Dieses Urteil wird von der Staatsanwaltschaft und vom Angeklagten jeweils mit Nichtigkeitsbeschwerde bekämpft, und zwar von der Staatsanwaltschaft sowohl in seinem schuldigsprechenden als auch in seinem freisprechenden Teil. Die Anklagebehörde macht die Nichtigkeitsgründe der Z 4, 5, 9 lit. a und 10 des § 281 Abs. 1 StPO, der Angeklagte jene der Z 5, 5 a, 9 lit. b und 10 dieser Gesetzesstelle geltend.
Zur Nichtigkeitsbeschwerde der Staatsanwaltschaft:
Als Verfahrensmangel (Z 4) rügt die Staatsanwaltschaft die Abweisung des vom Sitzungsvertreter in der Hauptverhandlung vom 4.Dezember 1991 gestellten Beweisantrages auf "Beischaffung aller Aktenstücke im Original, deren Zerreißung dem Angeklagten zur Last gelegt wird, sowie der bezughabenden Akten", womit dargetan werden sollte, daß die betreffenden (zerrissen aufgefundenen und wieder zusammengefügten) Aktenstücke noch einer Erledigung bedurften und daher keinesfalls ausgeschieden werden durften, und daß es sich "dabei um Urkunden im Sinne des strafrechtlichen Urkundenbegriffs" handelte (S 151).
Der behauptete Verfahrensmangel liegt nicht vor.
Daß das Schöffengericht den Urkundencharakter (iS § 74 Z 7 StGB) der den Gegenstand des Schuldspruchs bildenden Aktenstücke (ohnedies) bejaht hat, räumt die Anklagebehörde in ihrer Beschwerde selbst ein; insoweit kann demnach (schon deshalb) von einer Beeinträchtigung ihrer Verfolgungsrechte durch Unterbleiben der begehrten Beweisaufnahme keine Rede sein (vgl. Mayerhofer-Rieder StPO3 § 281 Z 4 E 63a). Nichts anderes gilt aber auch in bezug auf jene Geschäftsstücke, auf welche sich der (in den Urteilsgründen enthaltene) Teilfreispruch bezieht: Das Erstgericht hat auch in Ansehung dieser Geschäftsstücke den Urkundencharakter bejaht (US 15), die strafrechtliche Verantwortlichkeit des Angeklagten aber deshalb verneint, weil er diese Geschäftsstücke für beschädigt "bzw."

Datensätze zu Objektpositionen
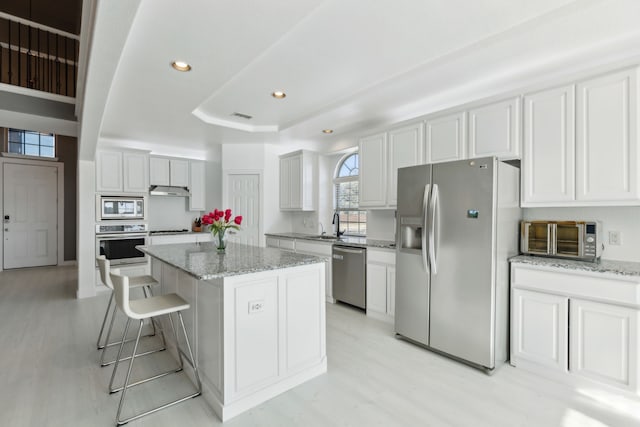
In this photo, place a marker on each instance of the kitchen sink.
(326, 237)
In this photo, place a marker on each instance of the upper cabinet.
(494, 129)
(446, 137)
(606, 138)
(122, 172)
(548, 158)
(298, 180)
(197, 201)
(372, 185)
(165, 171)
(582, 150)
(380, 157)
(405, 149)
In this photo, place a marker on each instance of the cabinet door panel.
(376, 288)
(603, 340)
(109, 171)
(446, 138)
(159, 171)
(373, 167)
(136, 173)
(179, 173)
(197, 186)
(607, 146)
(548, 167)
(405, 149)
(295, 182)
(539, 329)
(494, 129)
(285, 183)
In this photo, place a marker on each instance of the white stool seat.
(139, 281)
(156, 306)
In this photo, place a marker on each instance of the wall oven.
(117, 207)
(562, 239)
(117, 242)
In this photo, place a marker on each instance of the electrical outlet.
(256, 306)
(615, 238)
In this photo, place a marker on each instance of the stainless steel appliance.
(117, 207)
(562, 239)
(118, 242)
(457, 223)
(349, 269)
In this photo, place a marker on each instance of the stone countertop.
(623, 268)
(202, 261)
(361, 242)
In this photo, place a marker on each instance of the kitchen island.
(256, 322)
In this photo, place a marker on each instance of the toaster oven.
(580, 240)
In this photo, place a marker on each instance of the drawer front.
(323, 249)
(599, 286)
(381, 256)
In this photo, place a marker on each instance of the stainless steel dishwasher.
(349, 275)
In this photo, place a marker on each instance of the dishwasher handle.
(347, 250)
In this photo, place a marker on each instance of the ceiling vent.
(242, 116)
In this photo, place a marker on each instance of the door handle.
(432, 229)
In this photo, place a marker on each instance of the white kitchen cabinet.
(548, 160)
(109, 171)
(321, 249)
(197, 201)
(540, 329)
(446, 137)
(607, 139)
(406, 146)
(494, 129)
(135, 175)
(604, 343)
(167, 171)
(581, 327)
(298, 179)
(381, 283)
(122, 172)
(373, 171)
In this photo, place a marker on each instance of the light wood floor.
(50, 376)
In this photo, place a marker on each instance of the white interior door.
(30, 215)
(243, 194)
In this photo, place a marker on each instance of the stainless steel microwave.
(117, 207)
(580, 240)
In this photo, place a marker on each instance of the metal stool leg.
(104, 321)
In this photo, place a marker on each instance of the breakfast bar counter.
(257, 318)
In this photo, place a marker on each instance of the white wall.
(626, 220)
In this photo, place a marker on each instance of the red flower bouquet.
(219, 221)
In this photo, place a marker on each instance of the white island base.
(257, 334)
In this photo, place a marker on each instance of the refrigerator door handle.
(433, 207)
(425, 209)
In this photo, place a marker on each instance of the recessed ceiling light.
(181, 66)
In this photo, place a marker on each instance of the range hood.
(166, 190)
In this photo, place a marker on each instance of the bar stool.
(145, 282)
(140, 310)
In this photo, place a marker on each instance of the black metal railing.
(38, 57)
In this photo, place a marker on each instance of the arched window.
(352, 220)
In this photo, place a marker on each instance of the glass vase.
(222, 244)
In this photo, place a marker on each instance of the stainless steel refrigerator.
(457, 224)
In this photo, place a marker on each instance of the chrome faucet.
(336, 222)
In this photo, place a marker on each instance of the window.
(352, 219)
(30, 143)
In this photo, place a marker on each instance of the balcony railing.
(38, 57)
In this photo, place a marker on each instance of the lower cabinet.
(582, 325)
(381, 289)
(603, 342)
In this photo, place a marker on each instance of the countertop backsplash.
(170, 213)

● Aufgabenstellung: Welche Nichtigkeitsgründe des § 281 Abs. 1 StPO macht laut dem Textauszug der Angeklagte geltend? Nennen Sie alle.

● Schriftliche Antwort: Z 5, Z 5 a, Z 9 lit. b und Z 10